▶ **GIVEN INFORMATION**
-----

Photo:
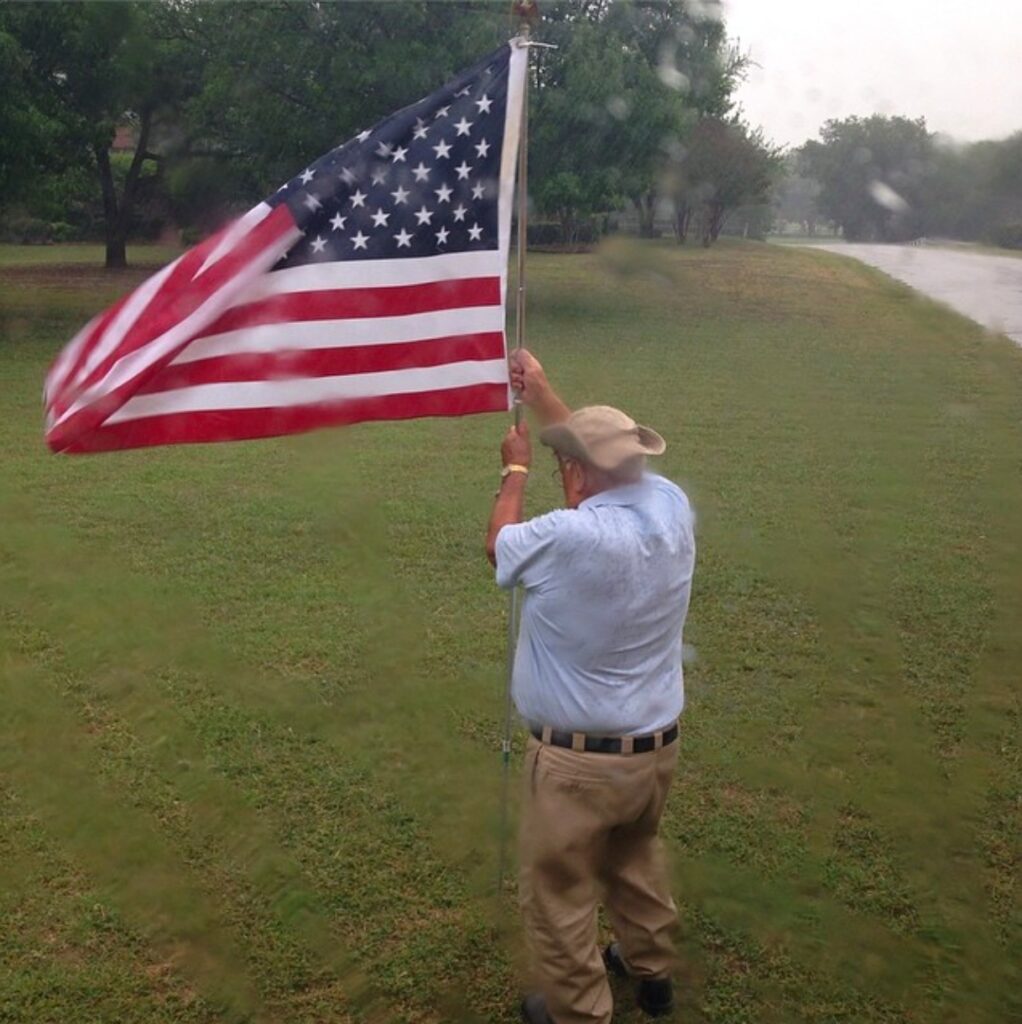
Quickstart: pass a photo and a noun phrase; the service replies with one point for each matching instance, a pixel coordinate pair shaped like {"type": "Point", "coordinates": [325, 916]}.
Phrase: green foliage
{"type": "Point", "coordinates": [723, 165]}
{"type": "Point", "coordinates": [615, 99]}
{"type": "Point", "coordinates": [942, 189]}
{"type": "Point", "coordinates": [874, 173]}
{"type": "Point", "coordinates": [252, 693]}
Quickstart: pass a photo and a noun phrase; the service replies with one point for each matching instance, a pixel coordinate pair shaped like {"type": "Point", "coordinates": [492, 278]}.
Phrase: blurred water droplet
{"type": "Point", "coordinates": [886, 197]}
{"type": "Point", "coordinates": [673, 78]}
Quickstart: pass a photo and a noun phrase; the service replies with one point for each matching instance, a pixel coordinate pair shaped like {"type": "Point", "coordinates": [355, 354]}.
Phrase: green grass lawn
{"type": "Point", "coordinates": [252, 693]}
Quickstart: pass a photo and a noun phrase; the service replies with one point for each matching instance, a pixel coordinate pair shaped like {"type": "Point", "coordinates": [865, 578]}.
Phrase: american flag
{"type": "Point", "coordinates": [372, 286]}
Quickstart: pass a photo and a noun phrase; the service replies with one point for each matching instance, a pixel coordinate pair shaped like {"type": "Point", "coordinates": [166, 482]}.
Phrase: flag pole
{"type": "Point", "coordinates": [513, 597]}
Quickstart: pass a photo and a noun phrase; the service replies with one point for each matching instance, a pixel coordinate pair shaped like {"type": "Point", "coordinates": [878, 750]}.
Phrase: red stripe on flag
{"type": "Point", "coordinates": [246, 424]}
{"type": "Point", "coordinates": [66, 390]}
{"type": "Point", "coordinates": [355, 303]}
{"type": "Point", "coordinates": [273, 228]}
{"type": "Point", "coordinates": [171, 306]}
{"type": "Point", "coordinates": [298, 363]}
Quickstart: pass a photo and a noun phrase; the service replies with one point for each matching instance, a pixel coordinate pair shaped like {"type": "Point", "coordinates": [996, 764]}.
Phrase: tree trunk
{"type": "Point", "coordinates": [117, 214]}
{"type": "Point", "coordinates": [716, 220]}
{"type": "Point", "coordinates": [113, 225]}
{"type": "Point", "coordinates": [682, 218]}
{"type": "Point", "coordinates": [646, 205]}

-----

▶ **TASK DETAILS**
Look through the entries above and list every line containing "Quickstart".

▶ **RESPONSE BELOW**
Quickstart: pass a photo and a noun phrase; the service replies with one point for each matching instance, a pixel coordinate pair shaped like {"type": "Point", "coordinates": [325, 916]}.
Quickstart: pass a photo and a noun phrase; the service replies with one point for each matching instance, a pixel coordinate pair shaped like {"type": "Point", "coordinates": [492, 278]}.
Quickstart: pass a photo and a noun phrase; the service replies with one point for each matching instance, a pixel coordinate pair shaped like {"type": "Point", "coordinates": [355, 354]}.
Quickstart: pass a photo and a noun phrase; the service replies with one point for each matching instance, a pixel coordinate pair shaped like {"type": "Point", "coordinates": [865, 578]}.
Quickstart: pass a photo and a noun phrase; the service replies with one point for each matching instance, a pixel coordinate pair shaped like {"type": "Point", "coordinates": [166, 482]}.
Quickstart: pass a photo and a noun phrase; the service replies with one point for each matching instance, a pixel coordinate pair shaped like {"type": "Point", "coordinates": [878, 750]}.
Quickstart: pass a photo and a noun phrase; the service replies with one point for each matching instance, a pixel coordinate pair shaped like {"type": "Point", "coordinates": [996, 764]}.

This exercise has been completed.